##### Document extract #####
The port has already been partly operational as indicated by India dispatching its first consignment of wheat via the Chabahar Port to Afghanistan in late October 2017. India’s seventh consignment of wheat to be sent to Afghanistan arrived in the Chabahar port in early April 2018.
As part of India’s development cooperation, about 110,000 tons of wheat from India bound for Afghanistan is to be transported annually to Afghanistan through Chabahar, From Chabahar, the shipments will be transported via road to Milak, a border city on the Afghan border. By 2018 (https://www.voanews.com/a/india-opens-new-afghan-trade-route-via-iran/4091915.html)
Indonesia and India have recognized that as maritime neighbours, stronger connectivity, particularly sea links is needed. In 2017, bilateral merchandise trade between the two countries was USD 18.1 Billion, with Indonesia exhibiting a trade surplus of USD 10.0 billion. Indonesia is a source of key commodities for India, mainly crude palm oil and related products, coal, lignite, and wood pulp. The two countries plan to raise the bilateral trade to USD 50 billion by 2025.
The two countries have reached an agreement to provide India economic and military access to Indonesia’s strategic island of Sabang, which has a deep sea-port.
Location of the Sabang port. Image Source: http://www.worldportsource.com/
This island is located at the northern tip of Sumatra, about 500 KM from the entrance of Straits of Malacca. From an economic and strategic perspective, the Straits is one of the most important shipping lanes in the world. About a quarter of all oil carried by sea passes through the Straits of Malacca, mainly from Persian Gulf suppliers to Asian markets. About two-fifths of India’s trade passes through the Straits
Sabang is located 710 KM Southeast of India’s Andaman and Nicobar (A & N) Islands. The two countries are planning to achieve greater connectivity between India’s Andaman and Nicobar Islands and Indonesia’s Aceh province.
#####
Work task 1
Which key commodities does the text on India's Chabahar and Sabang port links say India sources from Indonesia?
Work task 2
Can you resume the text on India's Chabahar and Sabang port links, picking up after its final sentence?
##### Information provided #####
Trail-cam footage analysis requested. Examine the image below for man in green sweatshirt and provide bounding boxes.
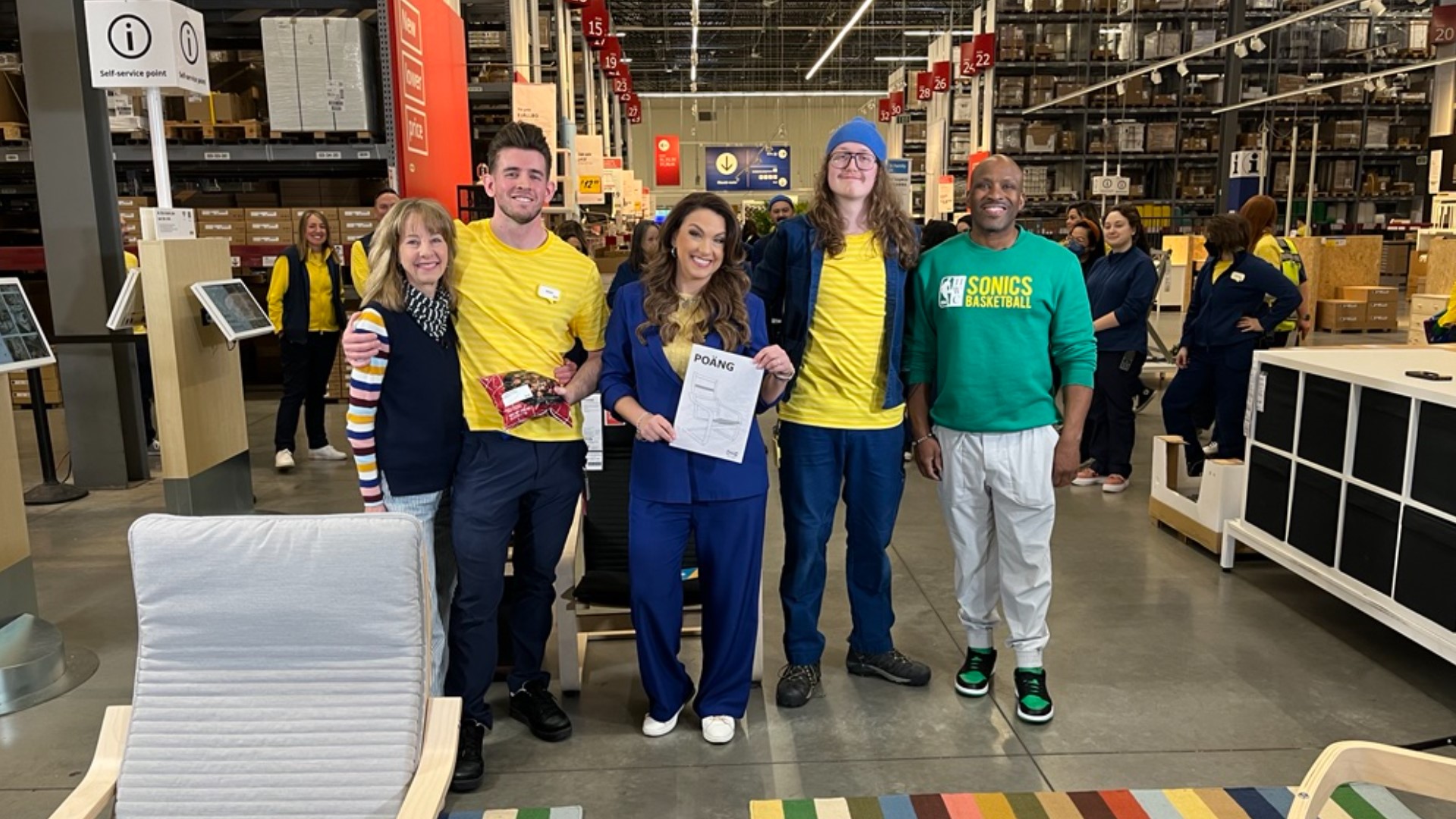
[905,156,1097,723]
#####
##### Information provided #####
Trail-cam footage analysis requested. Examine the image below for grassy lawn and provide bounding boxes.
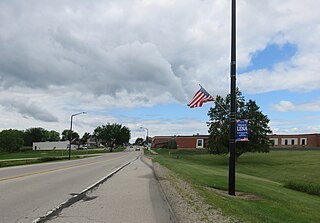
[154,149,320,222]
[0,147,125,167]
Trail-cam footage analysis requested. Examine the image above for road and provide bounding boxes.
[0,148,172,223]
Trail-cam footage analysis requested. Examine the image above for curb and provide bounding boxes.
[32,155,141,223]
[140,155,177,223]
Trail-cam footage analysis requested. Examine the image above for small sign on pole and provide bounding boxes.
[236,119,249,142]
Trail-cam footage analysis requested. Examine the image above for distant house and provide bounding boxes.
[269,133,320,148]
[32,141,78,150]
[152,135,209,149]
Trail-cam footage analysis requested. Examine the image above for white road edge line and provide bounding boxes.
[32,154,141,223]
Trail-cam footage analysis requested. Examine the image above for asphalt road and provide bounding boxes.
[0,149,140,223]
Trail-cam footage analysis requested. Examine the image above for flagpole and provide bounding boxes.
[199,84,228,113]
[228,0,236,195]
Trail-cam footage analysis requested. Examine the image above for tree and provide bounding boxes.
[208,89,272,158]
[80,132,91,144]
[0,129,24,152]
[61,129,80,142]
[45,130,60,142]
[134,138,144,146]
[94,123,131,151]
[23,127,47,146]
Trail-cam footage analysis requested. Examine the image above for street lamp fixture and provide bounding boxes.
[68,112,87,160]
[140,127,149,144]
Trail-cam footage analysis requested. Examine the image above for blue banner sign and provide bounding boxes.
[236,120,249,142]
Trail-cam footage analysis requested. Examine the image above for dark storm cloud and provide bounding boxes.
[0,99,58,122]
#####
##### Information provided #####
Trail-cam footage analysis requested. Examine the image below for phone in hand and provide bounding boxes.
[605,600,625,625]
#####
Expected output 1
Crude palm oil and related products, coal, lignite, and wood pulp.

Expected output 2
In 2016, the Indian government identified 26 Islands within A & N for promoting and implementing development based on sustainable approach. The government announced laying of submarine optical fibre cable between Chennai and A&N Islands so as to increase telephone and internet connectivity in the region by December 2018
In 2017, the A & N Island Development Agency (IDA) was established. It plans to focus on community-based tourism. Key Infrastructure projects such as creation of jetties/berthing facilities, Roll-on/Roll-off ships; bridges on Andaman Trunk Road; improved air connectivity projects are plan. As of June 2018, eighteen Projects, both in A & N and in Lakshadweep Islands, have been identified for implementation, out of which seven Projects are expected to be implemented through Public-Private Partnership method.
India is to invest in the port and in economic Zone at Sabang, and build a hospital. The Port has depth of 40 metres and can accommodate submarines.
The port related initiatives are expected to improve connectivity, lower transport and logistics costs, and widen economic interactions.
This agreement is part of India’s Act East Policy; and signals Indonesia’s commitment to strategic partnership with India in the Indian Ocean. It will strengthen Indo-Pacific relationships between the two countries. These initiatives also provide Indonesia and India a leverage on the Straits of Malacca.
India’s maritime initiatives, focusing on sea ports, with Iran and Indonesia, are consistent with India’s Blue Economy program to help generate broad-based sustainable development.
These agreements are also likely to assist in advancing India’s geo-economic and geo- strategic interests. Both Iran and Indonesia are major suppliers of commodities India imports; and both help India to strategically focus on vital sea and other transport corridors.
In the case of Iran, the agreement links with the INSTC, reaching Afghanistan, Russia, and Central Asia; and in the case of India it helps in deepening Indo-Pacific focus, and enables better monitoring of the Malacca Straits through with about two-fifths of India’s trade passes.